Parts of the exercise.
- A) According to the post about John Wall's rookie season, how many NBA players have a lower APM than Wall?
- B) Write the next part of the post about John Wall's rookie season, picking up right after its final sentence.

Provided passage.
## Start

Last summer everyone “knew” that John Wall was the obvious player for the Wizards to select with the first pick in the NBA draft. Well, everyone not looking in this forum. In this forum (and at Arturo’s Amazing Stats), an issue was raised about John Wall. And here is how the issue was phrased:
Now it’s very important to emphasize what I am saying. I am not saying – and I repeat, I am not saying – that Wall will never be a great basketball player. What I am saying is that in college and summer league he was not a great basketball player (again, I am differentiating what Wall has done from what he might do in the future).
We have now moved further into the future (relative to where we were last summer). So what does Wall look like 64 games into his rookie season?
APM Tells Us John Wall (and Kobe Bryant) are Very Bad
To answer this question, let’s refer to a model that Slate.com recently told us that “many NBA stats experts use as part of their player evaluation system.” No, I am not talking about Wins Produced. Nor am I talking about Player Efficiency Rating (although Slate.com told us that teams use this method as well). What I am talking about is Adjusted Plus-Minus (APM).
According to APM numbers reported at Basketball-Value.com, John Wall hasn’t just had a difficult rookie season. John Wall – again, according to APM – is actually the least productive player employed by the Wizards. Yes, you read that correctly. Wall is the least productive player on a team that has only won 16 games this year. And let me add that when you look at the Cleveland Cavaliers and Sacramento Kings – the only two teams that are actually worse than the Wizards this season – there is not a single player on either team offering less than Wall.
When you look at the entire league, you see eight players in the NBA who have a lower APM than Wall. Apparently – according to APM – Wall has been an incredibly poor choice.
Now some people might object to this analysis. Certainly when I suggested that Wall may not be a great player, there was quite an uproar. And all I did was suggest a possibility. I never said Wall was definitely not going to be a great NBA player. The APM model, though, is clearly telling us that so far, Wall has definitely not been a very good NBA player. In fact – according to APM – Wall is one of the worst players in the NBA.
So where is the uproar? And where is the uproar when APM argues that Kobe Bryant is well below average? Or Ray Allen, Kevin Martin, or Al Jefferson? Yes, these players are also well below average this season according to APM. But as far as I can tell (and maybe I am just not looking in the right places), I don’t see too many people upset with the idea that a model NBA teams are paying money to employ arguing that John Wall and Kobe Bryant are two of the worst players in the league (and this seems odd since I have occasionally heard quite an uproar over what Wins Produced says about Allen Iverson, Carmelo Anthony, Derrick Rose, Ben Wallace, Dennis Rodman, etc… ).
The APM Evaluation Again
Of course, one can’t evaluate a model by looking at whether it conforms to our non-statistical beliefs. In fact, it is clear the NBA doesn’t take this approach. In other words, if the NBA thought their non-statistical approach was good enough they wouldn’t bother hiring statistical consultants. No, the way to evaluate APM is to consider the following (all of which was noted a few days ago):
- The estimated APM coefficients are often not statistically significant. So for most players, the correct interpretation of the results is that the player in question does not have a statistically significant impact on outcomes. In other words, it isn’t the case that Kobe Bryant is really a poor player this year. What we can actually say about Kobe from the APM results is that Kobe’s impact is not statistically significant. And this is the same story for most players.

## End

Data rows.
## Start

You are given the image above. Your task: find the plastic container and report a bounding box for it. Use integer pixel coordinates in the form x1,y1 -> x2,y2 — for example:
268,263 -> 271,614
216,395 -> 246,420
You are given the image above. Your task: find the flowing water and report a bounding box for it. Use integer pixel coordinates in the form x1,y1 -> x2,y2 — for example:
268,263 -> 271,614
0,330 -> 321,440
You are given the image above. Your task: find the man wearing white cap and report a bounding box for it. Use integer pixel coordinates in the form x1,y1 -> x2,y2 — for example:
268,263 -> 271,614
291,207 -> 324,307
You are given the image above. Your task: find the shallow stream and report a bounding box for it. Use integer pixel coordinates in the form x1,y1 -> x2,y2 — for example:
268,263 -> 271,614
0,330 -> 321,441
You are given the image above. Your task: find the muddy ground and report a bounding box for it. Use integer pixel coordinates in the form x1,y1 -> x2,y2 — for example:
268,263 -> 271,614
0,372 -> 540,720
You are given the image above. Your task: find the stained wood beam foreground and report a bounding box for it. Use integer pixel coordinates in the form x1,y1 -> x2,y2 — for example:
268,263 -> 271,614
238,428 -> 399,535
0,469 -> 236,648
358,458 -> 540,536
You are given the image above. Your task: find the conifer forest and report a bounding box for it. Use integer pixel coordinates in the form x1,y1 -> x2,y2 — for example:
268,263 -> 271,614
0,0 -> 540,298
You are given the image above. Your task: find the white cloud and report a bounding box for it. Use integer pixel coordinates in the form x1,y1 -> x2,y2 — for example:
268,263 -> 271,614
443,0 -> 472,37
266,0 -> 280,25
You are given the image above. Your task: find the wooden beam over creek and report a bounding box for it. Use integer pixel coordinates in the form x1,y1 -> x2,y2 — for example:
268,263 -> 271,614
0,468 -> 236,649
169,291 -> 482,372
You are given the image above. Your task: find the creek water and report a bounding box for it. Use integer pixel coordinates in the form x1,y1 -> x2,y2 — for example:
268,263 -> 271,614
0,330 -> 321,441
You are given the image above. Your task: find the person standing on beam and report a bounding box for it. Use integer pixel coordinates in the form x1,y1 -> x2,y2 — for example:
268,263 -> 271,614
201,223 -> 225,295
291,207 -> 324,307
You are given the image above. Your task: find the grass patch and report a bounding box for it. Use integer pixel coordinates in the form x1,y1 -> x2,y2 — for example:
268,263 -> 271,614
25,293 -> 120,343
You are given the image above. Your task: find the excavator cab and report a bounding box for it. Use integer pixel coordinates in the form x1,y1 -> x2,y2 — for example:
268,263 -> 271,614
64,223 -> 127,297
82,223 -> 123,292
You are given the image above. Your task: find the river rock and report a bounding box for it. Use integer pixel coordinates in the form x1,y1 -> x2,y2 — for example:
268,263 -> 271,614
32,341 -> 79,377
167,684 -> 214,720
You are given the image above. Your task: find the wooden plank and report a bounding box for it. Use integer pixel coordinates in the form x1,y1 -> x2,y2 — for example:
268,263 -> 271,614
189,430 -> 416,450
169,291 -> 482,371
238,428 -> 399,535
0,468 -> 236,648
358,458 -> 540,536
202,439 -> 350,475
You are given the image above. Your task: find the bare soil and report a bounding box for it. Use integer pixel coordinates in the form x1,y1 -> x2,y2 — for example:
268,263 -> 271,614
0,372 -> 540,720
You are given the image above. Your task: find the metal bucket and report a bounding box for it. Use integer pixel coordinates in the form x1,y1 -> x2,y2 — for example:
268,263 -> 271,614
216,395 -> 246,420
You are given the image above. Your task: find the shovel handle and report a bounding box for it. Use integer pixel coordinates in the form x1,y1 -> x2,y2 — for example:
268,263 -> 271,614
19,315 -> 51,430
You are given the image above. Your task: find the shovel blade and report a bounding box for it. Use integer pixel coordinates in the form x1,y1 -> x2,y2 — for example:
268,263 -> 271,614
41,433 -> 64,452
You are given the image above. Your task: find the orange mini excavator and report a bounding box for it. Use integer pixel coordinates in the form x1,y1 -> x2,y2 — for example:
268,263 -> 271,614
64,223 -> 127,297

## End

Answers below.
- A) Eight players.

- B)
- APM people will note that if you add more years, standard errors will fall. But we need to remember that the size of a data set and the standard errors are inversely related. In other words, for any regression, more data will lead to lower standard errors. One would also note that for APM estimates across five years, it is still the case that many players are not found to have a statistically significant impact on outcomes.
- APM results are very inconsistent over time. So a decision-maker cannot look at past values and use these for decisions about the future (of course, all decisions are about the future). This is especially true for players who switch teams. And that means, APM results for players on different teams isn’t telling you much about what that player will do for your team.
- The model itself doesn’t really appear to explain outcomes. As Arturo Galletti noted, the initial model (i.e. the model where – in the words of someone selling this model to an NBA team – “the effects of the other players on the floor are accounted for”) explains less than 5% of outcomes. This point was never noted by the APM people in the past (at least, it isn’t mentioned HERE).
Mosi Platt – of the Miami Heat Index – discussed the APM issue a few days ago and wondered by the statisticians the NBA has hired weren’t able to note the problems with this model. My sense is that when an APM person is hired by an NBA team, that person becomes the “stats department” for that team. In other words, there isn’t an independent group evaluating models for the NBA.
If this is true (and I can’t say for certain), one wonders if people in the NBA were told about the issues with APM before they purchased the product. Were they told…
- the model where we attempt to control for teammates explains less than 5% of outcomes.
- most of the results from the model are statistically insignificant, and that means APM cannot tell you if most players had any statistically significant impact on outcomes.
- the results from the model are very inconsistent across time. Specifically (see the FAQ page for this point): “…as Berri and Bradbury (2010) noted, an examination of 239 players revealed that only 7% of the variation in a player’s adjusted plus–minus value in 2008-09 was explained by what he did in 2007-08.”
If the NBA teams who purchased this model were told all this, and then still decided to pay money for the model, then that might be fine. But if this information was withheld from the buyers of the model, then there might be some problems.
We do know that APM people have been quite critical of box score methods in the past. And some (but not all), have been very critical of Wins Produced. But as is often noted, a team’s offensive efficiency and defensive efficiency (from these we derive ADJ P48 and Wins Produced) explain outcomes in the NBA (the same cannot be said for PER – a model, once again, that Slate.com says NBA teams also use). And unlike APM, ADJ P48 is quite consistent across time.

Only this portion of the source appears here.